EXERCISE TASK —
Reproduce verbatim the part of the items below that starts at the line containing "Please indicate the white lamp" and ends with the last of the items.

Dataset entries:
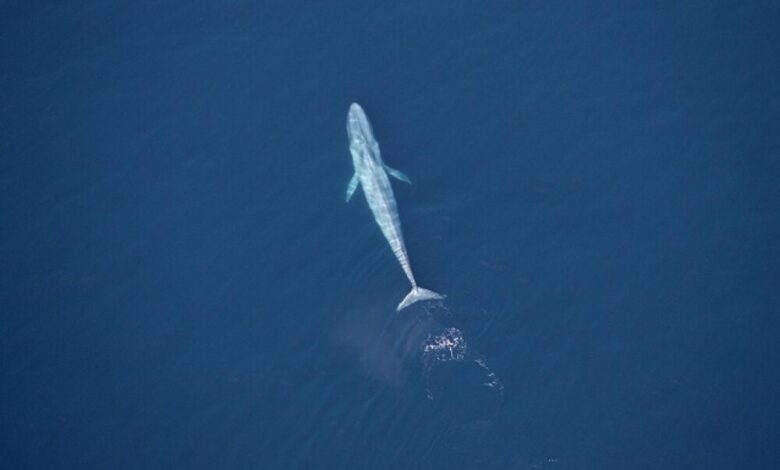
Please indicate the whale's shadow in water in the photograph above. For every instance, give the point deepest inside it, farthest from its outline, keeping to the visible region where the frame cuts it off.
(418, 352)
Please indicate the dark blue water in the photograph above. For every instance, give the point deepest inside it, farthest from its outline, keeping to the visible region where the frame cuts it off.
(595, 189)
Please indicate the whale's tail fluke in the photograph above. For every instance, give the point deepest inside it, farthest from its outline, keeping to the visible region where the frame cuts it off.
(417, 294)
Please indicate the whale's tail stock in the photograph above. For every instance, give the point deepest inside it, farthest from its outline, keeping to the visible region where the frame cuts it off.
(417, 294)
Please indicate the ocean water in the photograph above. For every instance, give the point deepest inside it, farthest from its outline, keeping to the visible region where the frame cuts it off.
(594, 189)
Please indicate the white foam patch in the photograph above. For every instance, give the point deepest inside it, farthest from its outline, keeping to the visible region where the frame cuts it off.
(448, 346)
(465, 387)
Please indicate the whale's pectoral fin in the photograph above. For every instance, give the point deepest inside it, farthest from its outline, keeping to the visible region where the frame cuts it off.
(398, 174)
(352, 186)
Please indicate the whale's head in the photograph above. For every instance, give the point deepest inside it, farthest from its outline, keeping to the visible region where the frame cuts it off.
(358, 127)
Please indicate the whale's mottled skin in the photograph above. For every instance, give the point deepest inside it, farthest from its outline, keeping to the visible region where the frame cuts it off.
(371, 173)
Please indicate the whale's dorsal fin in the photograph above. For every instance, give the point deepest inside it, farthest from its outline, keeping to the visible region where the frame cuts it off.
(398, 174)
(352, 186)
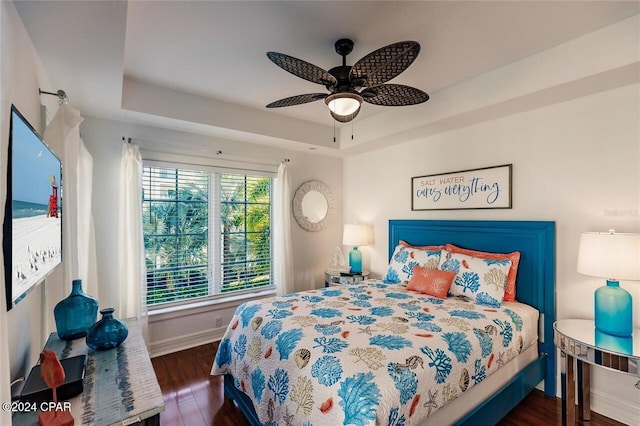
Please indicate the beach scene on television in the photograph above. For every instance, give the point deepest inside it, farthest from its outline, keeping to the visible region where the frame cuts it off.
(36, 209)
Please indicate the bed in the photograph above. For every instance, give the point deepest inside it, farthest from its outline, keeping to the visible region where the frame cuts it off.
(337, 355)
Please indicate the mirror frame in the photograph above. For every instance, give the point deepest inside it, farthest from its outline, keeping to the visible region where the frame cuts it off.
(304, 189)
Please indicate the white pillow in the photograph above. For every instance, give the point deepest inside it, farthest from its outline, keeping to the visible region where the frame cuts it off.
(482, 280)
(405, 257)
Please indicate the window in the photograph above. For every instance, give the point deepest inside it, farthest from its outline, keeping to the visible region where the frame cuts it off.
(206, 233)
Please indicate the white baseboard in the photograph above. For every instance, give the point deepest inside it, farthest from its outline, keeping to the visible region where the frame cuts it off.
(622, 411)
(186, 341)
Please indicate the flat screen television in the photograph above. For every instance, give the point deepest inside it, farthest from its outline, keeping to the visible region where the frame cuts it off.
(32, 228)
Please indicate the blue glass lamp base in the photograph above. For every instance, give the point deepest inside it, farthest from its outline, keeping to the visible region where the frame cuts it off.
(355, 260)
(613, 310)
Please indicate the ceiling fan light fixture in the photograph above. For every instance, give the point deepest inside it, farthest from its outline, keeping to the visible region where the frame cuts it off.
(343, 104)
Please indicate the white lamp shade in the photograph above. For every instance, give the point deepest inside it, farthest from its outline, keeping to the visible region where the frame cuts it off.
(343, 104)
(355, 235)
(610, 255)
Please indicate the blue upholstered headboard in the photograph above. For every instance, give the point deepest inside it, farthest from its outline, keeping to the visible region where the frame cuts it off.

ANSWER IN FULL —
Please indicate the white lamp shade in the photograph above. For every instance, give the point deepest inside it, farthest from its outline, keeping to the visible region where the frame cuts it off.
(343, 104)
(355, 235)
(610, 255)
Please indicate the blue upholstered headboard in the photograph above. For every instance, give the point deepest inside it, farthest from its outline, keeping to the visible region where the frame cuts it off.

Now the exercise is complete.